**Challenge**. Change each occurrence of "column capital" to "pillar capital" in the items below and reproduce them otherwise unchanged, leaving out the pictures.

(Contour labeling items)
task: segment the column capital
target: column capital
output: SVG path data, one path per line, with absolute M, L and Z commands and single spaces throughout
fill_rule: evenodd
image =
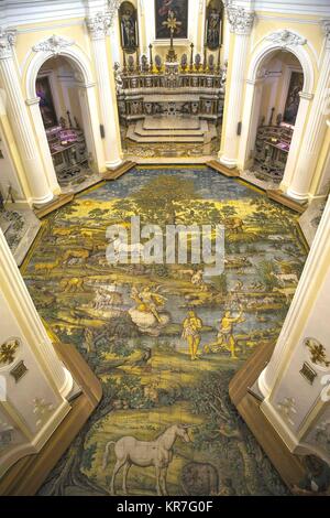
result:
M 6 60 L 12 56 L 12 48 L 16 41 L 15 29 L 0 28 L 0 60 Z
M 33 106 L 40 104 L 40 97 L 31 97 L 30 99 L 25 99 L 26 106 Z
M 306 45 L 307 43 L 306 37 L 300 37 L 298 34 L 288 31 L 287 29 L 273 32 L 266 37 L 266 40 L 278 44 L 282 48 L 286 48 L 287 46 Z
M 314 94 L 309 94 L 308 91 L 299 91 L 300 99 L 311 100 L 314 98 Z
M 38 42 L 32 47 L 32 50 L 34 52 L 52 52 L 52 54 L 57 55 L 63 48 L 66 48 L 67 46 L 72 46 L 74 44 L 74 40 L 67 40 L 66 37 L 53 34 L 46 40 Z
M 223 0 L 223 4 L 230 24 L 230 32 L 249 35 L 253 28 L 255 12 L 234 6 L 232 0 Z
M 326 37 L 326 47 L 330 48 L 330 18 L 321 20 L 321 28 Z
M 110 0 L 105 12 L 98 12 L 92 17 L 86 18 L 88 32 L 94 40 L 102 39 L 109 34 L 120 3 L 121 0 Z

**Result below**.
task: segment the pillar capital
target: pillar capital
output: SVG path data, one path per line, with absolute M, L and Z commands and single spaces throughout
fill_rule: evenodd
image =
result:
M 6 60 L 12 56 L 12 48 L 16 41 L 15 29 L 0 28 L 0 60 Z
M 33 106 L 40 104 L 40 97 L 31 97 L 30 99 L 25 99 L 26 106 Z
M 306 45 L 307 43 L 306 37 L 300 37 L 298 34 L 288 31 L 287 29 L 273 32 L 266 37 L 266 40 L 278 44 L 282 48 L 286 48 L 287 46 Z
M 314 94 L 309 94 L 308 91 L 299 91 L 300 99 L 311 100 L 314 98 Z
M 38 42 L 32 47 L 32 50 L 34 52 L 52 52 L 52 54 L 57 55 L 63 48 L 66 48 L 67 46 L 72 46 L 74 44 L 74 40 L 67 40 L 66 37 L 53 34 L 46 40 Z
M 223 0 L 223 4 L 230 24 L 230 32 L 249 35 L 253 28 L 255 12 L 234 6 L 232 0 Z
M 326 37 L 326 47 L 330 48 L 330 18 L 321 20 L 321 28 Z
M 110 0 L 105 12 L 98 12 L 92 17 L 86 18 L 88 32 L 94 40 L 102 39 L 109 34 L 120 3 L 121 0 Z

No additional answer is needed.